THE REQUEST - Please repeat, word for word, the passage of the music anniversaries piece below that opens with the words containing "It is hard to" and closes with "your Christmas list.".

++++ READING PASSAGE

It is hard to tell who likes milestones more: the media or the music makers but as time rolls by, there are new opportunities for both.
PBS recently aired a film by Cameron Crowe, "Pearl Jam 20: American Masters." Another 20-year anniversary for the U-2 Album "Achtung Baby" also merits a documentary about its recording sessions in Berlin airing on Showtime. U-2 did not just reissue a remastered version, they created a multi-level audio marketing experience for their fans. According to USA TODAY, at the bottom is the basic CD ($14). At the top is the "Uber" edition "in a magnetic-puzzle box that adds such bonuses as vinyl singles and Bono's "The Fly" sunglasses ($470)." In between are a double CD with extras ($30), a four-disc vinyl box ($120) and a super deluxe set with six CDs, four DVDs, 16 art prints and a hardbound book($168). Something for every U-2 fan on your Christmas list.
And who knew that MTV is celebrating its 30th birthday this year? I would have missed it if I had not seen the authors of a new book, I Want My MTV on a morning talk show. For me the music video era and MTV have been a generation-skipping phenomenon. I am fascinated by the documentaries made in the early years of all of kinds of music but by the time music marketing merged with cable television it seemed a competition for gimmicks and computer generated special effects over the words and music. MTV was an interesting chapter in modern musical history. The authors, Craig Marks and Rob Tannenbaum, point out how "Thriller" put the cable channel on the map and rocketed Michael Jackson into pop icon status. It offered a similar launch pad for Madonna (whose success is hard to imagine without the moving pictures) and to a lesser degree REM, Bon Jovi and U-2. MTV is also great business school case study. They were able to start it up because the content came for free from the record companies and they dropped the three-minute movies (or relegated them to subchannels) as soon as they found their reality shows drew bigger ratings than the music. At least they provided the platform for creating a visual music history that can live on at You Tube (if not the Smithsonian).

++++++++
++++ LISTED ENTRIES

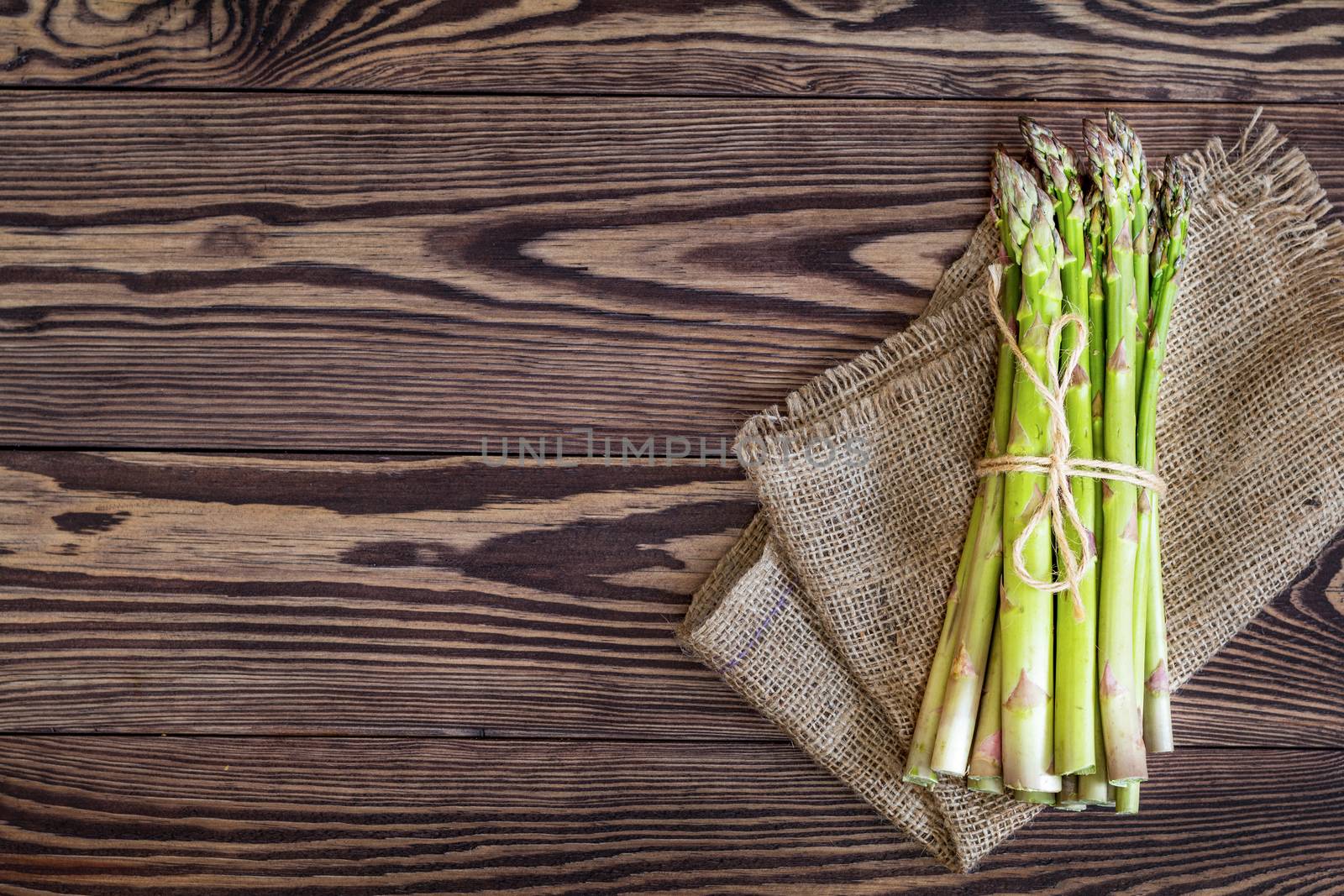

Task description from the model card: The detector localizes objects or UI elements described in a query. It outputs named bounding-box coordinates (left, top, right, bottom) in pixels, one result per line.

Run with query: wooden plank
left=0, top=737, right=1344, bottom=896
left=0, top=0, right=1344, bottom=101
left=0, top=451, right=1344, bottom=747
left=0, top=92, right=1344, bottom=451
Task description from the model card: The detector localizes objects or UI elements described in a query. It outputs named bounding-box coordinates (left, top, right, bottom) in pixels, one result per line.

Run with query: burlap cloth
left=679, top=115, right=1344, bottom=871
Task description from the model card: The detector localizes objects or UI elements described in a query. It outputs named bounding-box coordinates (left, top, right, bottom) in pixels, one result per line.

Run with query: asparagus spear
left=1084, top=121, right=1147, bottom=784
left=966, top=626, right=1004, bottom=794
left=999, top=164, right=1063, bottom=793
left=932, top=149, right=1037, bottom=777
left=1106, top=109, right=1153, bottom=371
left=900, top=548, right=968, bottom=787
left=1138, top=159, right=1189, bottom=752
left=1020, top=118, right=1097, bottom=775
left=1086, top=197, right=1106, bottom=462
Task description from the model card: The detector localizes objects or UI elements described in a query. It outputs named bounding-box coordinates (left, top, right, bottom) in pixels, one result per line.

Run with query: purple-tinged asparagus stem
left=1084, top=123, right=1147, bottom=784
left=1138, top=159, right=1191, bottom=752
left=966, top=626, right=1004, bottom=794
left=999, top=172, right=1063, bottom=793
left=930, top=150, right=1037, bottom=777
left=900, top=527, right=984, bottom=787
left=1019, top=118, right=1097, bottom=775
left=1106, top=110, right=1153, bottom=369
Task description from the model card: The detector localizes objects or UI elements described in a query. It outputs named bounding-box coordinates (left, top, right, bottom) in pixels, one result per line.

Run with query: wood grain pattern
left=0, top=0, right=1344, bottom=101
left=0, top=92, right=1344, bottom=451
left=0, top=737, right=1344, bottom=896
left=0, top=451, right=1344, bottom=747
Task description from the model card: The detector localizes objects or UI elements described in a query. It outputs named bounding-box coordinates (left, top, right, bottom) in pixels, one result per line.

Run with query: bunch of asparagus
left=905, top=112, right=1191, bottom=813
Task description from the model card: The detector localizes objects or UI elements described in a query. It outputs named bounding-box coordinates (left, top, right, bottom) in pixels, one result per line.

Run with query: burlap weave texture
left=680, top=115, right=1344, bottom=871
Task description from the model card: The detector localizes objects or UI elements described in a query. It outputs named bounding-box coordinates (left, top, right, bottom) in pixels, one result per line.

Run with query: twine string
left=976, top=265, right=1167, bottom=619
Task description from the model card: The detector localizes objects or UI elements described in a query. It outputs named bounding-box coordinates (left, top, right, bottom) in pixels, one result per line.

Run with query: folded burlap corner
left=679, top=115, right=1344, bottom=871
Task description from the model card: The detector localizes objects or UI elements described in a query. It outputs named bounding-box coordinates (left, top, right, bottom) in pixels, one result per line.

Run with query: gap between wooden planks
left=0, top=0, right=1344, bottom=102
left=0, top=92, right=1344, bottom=453
left=0, top=451, right=1344, bottom=747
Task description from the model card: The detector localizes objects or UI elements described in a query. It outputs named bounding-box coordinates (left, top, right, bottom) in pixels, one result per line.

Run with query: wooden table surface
left=0, top=0, right=1344, bottom=896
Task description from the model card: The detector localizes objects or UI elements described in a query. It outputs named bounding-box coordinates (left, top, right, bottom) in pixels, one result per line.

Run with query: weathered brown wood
left=0, top=737, right=1344, bottom=896
left=0, top=451, right=1344, bottom=746
left=0, top=0, right=1344, bottom=101
left=0, top=92, right=1344, bottom=451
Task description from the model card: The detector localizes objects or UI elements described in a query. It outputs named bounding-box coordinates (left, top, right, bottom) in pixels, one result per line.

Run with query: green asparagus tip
left=1106, top=109, right=1147, bottom=182
left=995, top=150, right=1039, bottom=264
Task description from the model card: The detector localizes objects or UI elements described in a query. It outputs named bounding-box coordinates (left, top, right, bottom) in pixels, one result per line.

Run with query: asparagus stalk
left=999, top=164, right=1063, bottom=793
left=1086, top=197, right=1106, bottom=462
left=1084, top=123, right=1147, bottom=799
left=1020, top=118, right=1097, bottom=786
left=932, top=150, right=1035, bottom=777
left=1138, top=159, right=1189, bottom=752
left=966, top=626, right=1004, bottom=794
left=1106, top=110, right=1153, bottom=371
left=900, top=548, right=968, bottom=787
left=1055, top=775, right=1087, bottom=811
left=1011, top=784, right=1062, bottom=806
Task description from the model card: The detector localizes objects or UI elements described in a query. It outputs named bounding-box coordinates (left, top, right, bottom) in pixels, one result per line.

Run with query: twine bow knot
left=976, top=265, right=1167, bottom=619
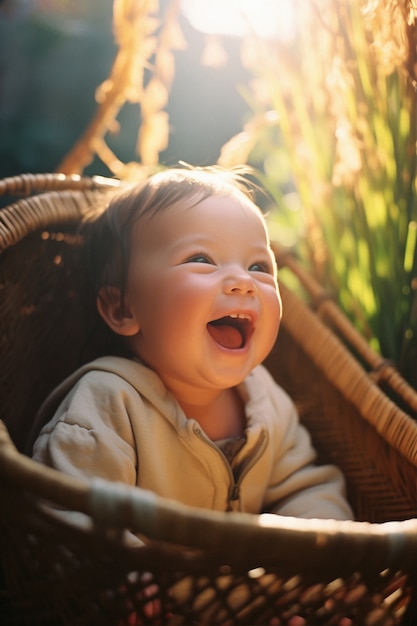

++++++++

FINAL ANSWER -
It is hard to tell who likes milestones more: the media or the music makers but as time rolls by, there are new opportunities for both.
PBS recently aired a film by Cameron Crowe, "Pearl Jam 20: American Masters." Another 20-year anniversary for the U-2 Album "Achtung Baby" also merits a documentary about its recording sessions in Berlin airing on Showtime. U-2 did not just reissue a remastered version, they created a multi-level audio marketing experience for their fans. According to USA TODAY, at the bottom is the basic CD ($14). At the top is the "Uber" edition "in a magnetic-puzzle box that adds such bonuses as vinyl singles and Bono's "The Fly" sunglasses ($470)." In between are a double CD with extras ($30), a four-disc vinyl box ($120) and a super deluxe set with six CDs, four DVDs, 16 art prints and a hardbound book($168). Something for every U-2 fan on your Christmas list.